*** Texto do documento

Diretoria de Redes e Telecomunicações - Gerência de Inovação em Redes
Fundacao Centro de Pesquisa e Desenvolvimento em Telecomunicações (CPqD)

Resumo
1. Introdução
2. Visão geral de mobilidade
3. Mobilidade IP e seu funcionamento
4. Mobilidade IPv6 e seu funcionamento
5. Aspectos de segurança da mobilidade IP
6. Estado da padronização e implementações
7. Mobilidade IPv6 e seu funcionamento
Referências bibliográficas

1. Introdução

A Fundação Centro de Pesquisa e Desenvolvimento em Telecomunicações (CPqD) (http://www.cpqd.com.br), possui uma área voltada ao desenvolvimento de pesquisas aplicadas, dentre elas a Next Generation Network (NGN), que investiga diversos assuntos como Qualidade de Serviço, Protocolos de Próxima Geração, Gerência de Redes de Alta Velocidade, Planejamento de Redes, Redes Celulares Avançadas e Protocolo Internet de próxima geração (IPv6). Este artigo, escrito por pesquisadores do CPqD envolvidos com a investigação do protocolo IPv6, pretende dar uma visão técnica do funcionamento da mobilidade em redes IP e, mais especificamente, em redes IPv6.

Há algum tempo atrás, quase não ouvíamos falar de Internet, de celulares e de dispositivos móveis conectados às redes em geral. Era fictício pensar que uma pessoa poderia carregar um aparelho, como um telefone celular ou um PDA (Personal Digital Assistant), e conectar-se à Internet, podendo realizar transações bancárias ou, ainda, enviar fotografias em tempo real para algum ponto na rede.

Os anos vão passando e vemos o rápido crescimento e avanço das tecnologias, principalmente no que tange à mobilidade, tão desejada para quebrar aquele conceito de que, para estar conectado, devemos estar à frente de um desktop em uma sala fechada.

******
*** Informações exibidas

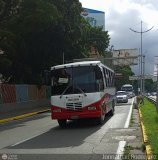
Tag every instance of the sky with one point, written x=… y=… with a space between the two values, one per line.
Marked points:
x=120 y=16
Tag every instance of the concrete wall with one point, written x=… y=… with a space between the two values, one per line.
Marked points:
x=21 y=99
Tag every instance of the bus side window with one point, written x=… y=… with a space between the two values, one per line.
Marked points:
x=99 y=78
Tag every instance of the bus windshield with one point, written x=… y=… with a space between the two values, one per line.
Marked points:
x=127 y=88
x=74 y=80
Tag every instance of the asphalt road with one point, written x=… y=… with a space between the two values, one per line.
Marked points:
x=39 y=137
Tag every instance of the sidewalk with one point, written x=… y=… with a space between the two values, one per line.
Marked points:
x=135 y=147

******

## Seu objetivo
Transcreva por inteiro o texto do documento sobre mobilidade em redes IP, sem mudar nenhuma palavra nem a ordem das linhas.

## Resposta escrita
Diretoria de Redes e Telecomunicações - Gerência de Inovação em Redes
Fundacao Centro de Pesquisa e Desenvolvimento em Telecomunicações (CPqD)

Resumo
1. Introdução
2. Visão geral de mobilidade
3. Mobilidade IP e seu funcionamento
4. Mobilidade IPv6 e seu funcionamento
5. Aspectos de segurança da mobilidade IP
6. Estado da padronização e implementações
7. Mobilidade IPv6 e seu funcionamento
Referências bibliográficas

1. Introdução

A Fundação Centro de Pesquisa e Desenvolvimento em Telecomunicações (CPqD) (http://www.cpqd.com.br), possui uma área voltada ao desenvolvimento de pesquisas aplicadas, dentre elas a Next Generation Network (NGN), que investiga diversos assuntos como Qualidade de Serviço, Protocolos de Próxima Geração, Gerência de Redes de Alta Velocidade, Planejamento de Redes, Redes Celulares Avançadas e Protocolo Internet de próxima geração (IPv6). Este artigo, escrito por pesquisadores do CPqD envolvidos com a investigação do protocolo IPv6, pretende dar uma visão técnica do funcionamento da mobilidade em redes IP e, mais especificamente, em redes IPv6.

Há algum tempo atrás, quase não ouvíamos falar de Internet, de celulares e de dispositivos móveis conectados às redes em geral. Era fictício pensar que uma pessoa poderia carregar um aparelho, como um telefone celular ou um PDA (Personal Digital Assistant), e conectar-se à Internet, podendo realizar transações bancárias ou, ainda, enviar fotografias em tempo real para algum ponto na rede.

Os anos vão passando e vemos o rápido crescimento e avanço das tecnologias, principalmente no que tange à mobilidade, tão desejada para quebrar aquele conceito de que, para estar conectado, devemos estar à frente de um desktop em uma sala fechada.